§ **Task directions**
The lines below starting at the line containing "positive clicks: (448, 45) (339, 17)" and ending at the line containing "negative clicks: (758, 212) (303, 237)" are to be repeated exactly, with both ends kept and nothing else added.

== Excerpted data ==

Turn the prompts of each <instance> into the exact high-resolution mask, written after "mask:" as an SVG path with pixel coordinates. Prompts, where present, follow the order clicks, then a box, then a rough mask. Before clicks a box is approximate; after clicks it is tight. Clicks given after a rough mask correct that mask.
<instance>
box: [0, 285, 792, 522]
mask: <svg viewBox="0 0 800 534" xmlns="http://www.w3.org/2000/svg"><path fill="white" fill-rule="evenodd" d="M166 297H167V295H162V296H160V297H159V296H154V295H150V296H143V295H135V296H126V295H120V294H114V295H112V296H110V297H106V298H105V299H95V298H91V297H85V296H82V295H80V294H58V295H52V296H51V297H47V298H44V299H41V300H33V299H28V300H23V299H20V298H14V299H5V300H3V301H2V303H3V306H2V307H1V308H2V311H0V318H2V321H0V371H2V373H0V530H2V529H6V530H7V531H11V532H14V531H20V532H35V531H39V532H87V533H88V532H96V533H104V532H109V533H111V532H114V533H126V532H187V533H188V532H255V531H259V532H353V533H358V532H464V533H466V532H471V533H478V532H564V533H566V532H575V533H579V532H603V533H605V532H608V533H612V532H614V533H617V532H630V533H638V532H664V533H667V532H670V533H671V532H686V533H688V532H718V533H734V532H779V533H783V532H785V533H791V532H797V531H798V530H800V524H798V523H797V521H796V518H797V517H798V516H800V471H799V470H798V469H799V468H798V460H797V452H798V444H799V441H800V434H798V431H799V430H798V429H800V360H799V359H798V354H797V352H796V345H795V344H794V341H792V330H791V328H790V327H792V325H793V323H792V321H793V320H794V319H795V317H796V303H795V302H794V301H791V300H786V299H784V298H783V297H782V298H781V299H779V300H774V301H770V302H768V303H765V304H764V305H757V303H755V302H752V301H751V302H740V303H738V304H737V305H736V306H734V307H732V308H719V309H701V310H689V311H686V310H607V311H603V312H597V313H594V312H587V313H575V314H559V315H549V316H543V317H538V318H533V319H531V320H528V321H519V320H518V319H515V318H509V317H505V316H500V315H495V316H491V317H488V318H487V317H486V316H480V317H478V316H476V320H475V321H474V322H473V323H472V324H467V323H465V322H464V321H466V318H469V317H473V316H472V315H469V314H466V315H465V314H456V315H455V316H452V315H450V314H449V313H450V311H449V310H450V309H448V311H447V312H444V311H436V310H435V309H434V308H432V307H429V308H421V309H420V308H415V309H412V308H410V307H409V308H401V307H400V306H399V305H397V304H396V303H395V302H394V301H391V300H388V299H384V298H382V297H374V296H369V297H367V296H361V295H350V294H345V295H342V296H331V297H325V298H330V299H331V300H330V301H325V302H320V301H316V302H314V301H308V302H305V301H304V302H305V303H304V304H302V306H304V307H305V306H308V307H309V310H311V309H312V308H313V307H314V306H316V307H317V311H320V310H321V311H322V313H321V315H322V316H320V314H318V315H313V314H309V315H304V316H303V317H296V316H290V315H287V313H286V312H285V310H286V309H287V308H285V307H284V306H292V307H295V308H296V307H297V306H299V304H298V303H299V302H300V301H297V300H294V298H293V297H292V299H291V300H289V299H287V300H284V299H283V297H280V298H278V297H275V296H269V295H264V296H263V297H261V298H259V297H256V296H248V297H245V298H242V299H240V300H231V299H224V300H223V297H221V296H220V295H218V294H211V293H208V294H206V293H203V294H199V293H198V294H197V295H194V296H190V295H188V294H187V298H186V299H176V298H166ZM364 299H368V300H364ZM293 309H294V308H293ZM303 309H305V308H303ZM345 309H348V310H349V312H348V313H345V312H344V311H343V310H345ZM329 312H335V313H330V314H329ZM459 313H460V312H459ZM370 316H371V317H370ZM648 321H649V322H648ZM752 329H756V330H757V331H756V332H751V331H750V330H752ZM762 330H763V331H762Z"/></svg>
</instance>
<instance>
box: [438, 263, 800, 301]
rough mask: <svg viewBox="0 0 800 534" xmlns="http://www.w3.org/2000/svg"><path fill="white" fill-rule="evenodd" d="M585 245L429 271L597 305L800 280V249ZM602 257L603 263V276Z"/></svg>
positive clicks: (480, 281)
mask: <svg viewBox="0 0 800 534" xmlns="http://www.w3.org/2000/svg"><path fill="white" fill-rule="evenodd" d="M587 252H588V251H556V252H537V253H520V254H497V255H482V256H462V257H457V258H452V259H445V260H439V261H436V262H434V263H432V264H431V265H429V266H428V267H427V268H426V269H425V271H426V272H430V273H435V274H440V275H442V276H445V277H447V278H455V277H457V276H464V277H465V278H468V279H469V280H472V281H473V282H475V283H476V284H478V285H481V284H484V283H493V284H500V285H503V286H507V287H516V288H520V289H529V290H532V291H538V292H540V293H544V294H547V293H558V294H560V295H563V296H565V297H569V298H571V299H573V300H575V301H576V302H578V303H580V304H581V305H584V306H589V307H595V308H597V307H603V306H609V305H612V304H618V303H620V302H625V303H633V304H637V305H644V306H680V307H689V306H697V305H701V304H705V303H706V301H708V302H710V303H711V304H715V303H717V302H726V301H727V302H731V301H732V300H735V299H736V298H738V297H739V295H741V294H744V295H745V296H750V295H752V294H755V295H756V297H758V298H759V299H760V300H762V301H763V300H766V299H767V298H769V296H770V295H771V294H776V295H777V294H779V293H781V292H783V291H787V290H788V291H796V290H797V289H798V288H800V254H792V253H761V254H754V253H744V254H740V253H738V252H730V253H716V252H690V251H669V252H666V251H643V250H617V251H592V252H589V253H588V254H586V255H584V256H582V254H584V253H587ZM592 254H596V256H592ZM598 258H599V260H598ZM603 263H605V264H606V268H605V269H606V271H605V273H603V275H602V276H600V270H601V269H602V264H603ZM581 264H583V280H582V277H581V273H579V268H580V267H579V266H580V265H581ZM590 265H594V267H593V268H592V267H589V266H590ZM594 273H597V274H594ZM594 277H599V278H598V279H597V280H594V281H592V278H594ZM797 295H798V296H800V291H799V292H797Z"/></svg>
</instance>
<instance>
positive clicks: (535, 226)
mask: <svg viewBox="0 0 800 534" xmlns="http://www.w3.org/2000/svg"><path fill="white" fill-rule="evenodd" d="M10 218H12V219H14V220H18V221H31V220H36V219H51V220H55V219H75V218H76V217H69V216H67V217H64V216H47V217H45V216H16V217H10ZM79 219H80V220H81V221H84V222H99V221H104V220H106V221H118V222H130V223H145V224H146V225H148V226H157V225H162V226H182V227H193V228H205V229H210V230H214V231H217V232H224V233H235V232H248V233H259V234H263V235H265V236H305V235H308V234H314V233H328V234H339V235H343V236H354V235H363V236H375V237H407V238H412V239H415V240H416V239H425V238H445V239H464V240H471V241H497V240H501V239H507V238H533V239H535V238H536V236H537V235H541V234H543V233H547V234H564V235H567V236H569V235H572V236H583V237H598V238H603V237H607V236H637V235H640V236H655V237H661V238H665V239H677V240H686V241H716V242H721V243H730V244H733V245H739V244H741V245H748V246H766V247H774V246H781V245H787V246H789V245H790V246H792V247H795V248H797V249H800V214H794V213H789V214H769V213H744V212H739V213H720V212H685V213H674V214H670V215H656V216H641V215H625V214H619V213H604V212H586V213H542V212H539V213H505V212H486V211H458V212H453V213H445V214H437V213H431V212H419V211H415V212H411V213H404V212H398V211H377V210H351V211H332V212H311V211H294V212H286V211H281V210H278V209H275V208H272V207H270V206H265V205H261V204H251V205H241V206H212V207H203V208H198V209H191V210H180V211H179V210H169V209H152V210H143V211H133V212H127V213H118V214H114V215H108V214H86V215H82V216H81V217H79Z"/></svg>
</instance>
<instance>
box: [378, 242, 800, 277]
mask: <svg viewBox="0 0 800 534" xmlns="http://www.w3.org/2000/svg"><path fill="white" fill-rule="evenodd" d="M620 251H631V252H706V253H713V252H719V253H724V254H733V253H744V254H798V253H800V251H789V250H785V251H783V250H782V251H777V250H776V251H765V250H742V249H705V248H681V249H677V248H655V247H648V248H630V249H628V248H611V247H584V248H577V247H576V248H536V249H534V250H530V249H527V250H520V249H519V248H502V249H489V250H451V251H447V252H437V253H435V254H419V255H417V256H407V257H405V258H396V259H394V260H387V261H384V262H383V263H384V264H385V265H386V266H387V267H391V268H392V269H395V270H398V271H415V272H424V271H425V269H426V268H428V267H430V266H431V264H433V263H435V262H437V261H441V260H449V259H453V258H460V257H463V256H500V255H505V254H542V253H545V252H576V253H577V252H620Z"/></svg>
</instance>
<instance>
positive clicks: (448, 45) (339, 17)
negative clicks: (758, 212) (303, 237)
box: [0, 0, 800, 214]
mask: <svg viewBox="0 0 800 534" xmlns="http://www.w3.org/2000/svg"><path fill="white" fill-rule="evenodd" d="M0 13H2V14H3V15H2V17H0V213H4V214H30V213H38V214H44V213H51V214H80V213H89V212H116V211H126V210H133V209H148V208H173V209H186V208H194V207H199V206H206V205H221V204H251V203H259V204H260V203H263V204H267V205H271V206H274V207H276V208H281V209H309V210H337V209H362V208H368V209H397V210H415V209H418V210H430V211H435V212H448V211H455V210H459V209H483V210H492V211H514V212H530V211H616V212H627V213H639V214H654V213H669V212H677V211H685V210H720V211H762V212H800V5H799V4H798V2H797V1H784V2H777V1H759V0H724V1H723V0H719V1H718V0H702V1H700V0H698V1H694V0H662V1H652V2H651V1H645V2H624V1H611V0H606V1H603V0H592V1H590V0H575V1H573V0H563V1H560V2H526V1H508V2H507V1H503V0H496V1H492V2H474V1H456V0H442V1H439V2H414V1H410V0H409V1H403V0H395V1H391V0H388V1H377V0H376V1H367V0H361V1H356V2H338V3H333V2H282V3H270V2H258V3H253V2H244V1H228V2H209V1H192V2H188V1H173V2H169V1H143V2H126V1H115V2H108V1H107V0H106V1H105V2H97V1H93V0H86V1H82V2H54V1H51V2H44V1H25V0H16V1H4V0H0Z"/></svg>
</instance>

===

§ **Solved exercise**
positive clicks: (448, 45) (339, 17)
negative clicks: (758, 212) (303, 237)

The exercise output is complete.